What you need to do:
A: In the root aphids thread, what does Dev4lyf3 say the suspected webbing in the photo actually is?
B: Carry on the root aphids thread from its last line by writing the post that follows the final header.

Document excerpt:
# Need help



## Dev4lyf3 (Sep 26, 2021)

My plant has root aphids and I caught on to late can I harvest now?
Everyday my buds are looking more like this


----------



## WeedHopper (Sep 26, 2021)

Could swear I see some webbing.


----------



## Dev4lyf3 (Sep 26, 2021)

WeedHopper said:


> Could swear I see some webbing.


No webbing lol dog hair if it was mites wouldn’t of been so bad but these root aphids mean business and they sucking my plant sugar leaves dry from the roots so my buds are shrinking as we speak gonna cut now. Cut my losses before I lose my whole tent to these guys


----------



## Dev4lyf3 (Sep 26, 2021)

Dev4lyf3 said:


> No webbing lol dog hair if it was mites wouldn’t of been so bad but these root aphids mean business and they sucking my plant sugar leaves dry from the roots so my buds are shrinking as we speak gonna cut now. Cut my losses before I lose my whole tent to these guys


----------



## bigsur51 (Sep 26, 2021)

Data provided:

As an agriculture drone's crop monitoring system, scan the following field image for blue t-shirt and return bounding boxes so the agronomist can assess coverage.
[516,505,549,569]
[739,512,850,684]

Outputs:
A: Dog hair.

B:
check the color of your trichomes

if it’s to your liking , harvest it

if you have a couple of weeks , get some Pyganic  , spray , harvest a week later


----------



## Dev4lyf3 (Sep 26, 2021)

bigsur51 said:


> check the color of your trichomes
> 
> if it’s to your liking , harvest it
> 
> if you have a couple of weeks , get some Pyganic  , spray , harvest a week later


I think that spray wouldn’t help at this point considering they have been in my pot for a while now, I posted trichomes if it’s safe to cut I will cut if I wait any longer I will lose more bud production each day goes by I lose 2-3 due to these vampires sucking my roots dry


----------



## Dev4lyf3 (Sep 26, 2021)

bigsur51 said:


> check the color of your trichomes
> 
> if it’s to your liking , harvest it
> 
> if you have a couple of weeks , get some Pyganic  , spray , harvest a week later


I will try it your way I have faith in you growing vets still learning so I’m a put her back in the tent hope for the best.


----------



## Slowflow (Sep 26, 2021)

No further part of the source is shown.